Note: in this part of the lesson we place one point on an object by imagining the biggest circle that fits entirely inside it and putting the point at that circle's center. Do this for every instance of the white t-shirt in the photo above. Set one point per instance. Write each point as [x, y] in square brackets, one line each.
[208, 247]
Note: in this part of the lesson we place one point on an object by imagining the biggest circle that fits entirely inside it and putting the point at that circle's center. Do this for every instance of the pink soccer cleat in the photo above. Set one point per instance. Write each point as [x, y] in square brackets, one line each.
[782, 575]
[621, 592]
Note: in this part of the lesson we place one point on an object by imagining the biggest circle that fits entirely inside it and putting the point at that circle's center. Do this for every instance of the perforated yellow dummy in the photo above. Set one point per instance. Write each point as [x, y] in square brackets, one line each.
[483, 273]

============================================================

## Your task
Your response must consist of the entries, reproduced exactly.

## Your response
Note: in this part of the lesson we place one point on an object by imagining the biggest circle that fits entirely inside it and putting the point at that circle's center. Do this for every instance of the white t-shirt in the photo above. Set one point per instance. Write each point as [x, y] in square brackets, one line each.
[208, 247]
Note: in this part of the lesson we place one point on an object by imagining the biggest circle that fits entirely inside it and putting the point at that circle's center. Do this for every instance of the pink soccer cleat in the photo above. Set one point per instance. Write each point as [x, y] in square brackets, one line each.
[782, 575]
[621, 592]
Note: in this part of the lesson we place one point on an object by imagining the biggest circle that fits entirely inside it and putting the point at that circle's center. Do this for every instance of the perforated yellow dummy in the photo above. Set one point per instance. Write each point as [x, y] in square brackets, one line each.
[483, 273]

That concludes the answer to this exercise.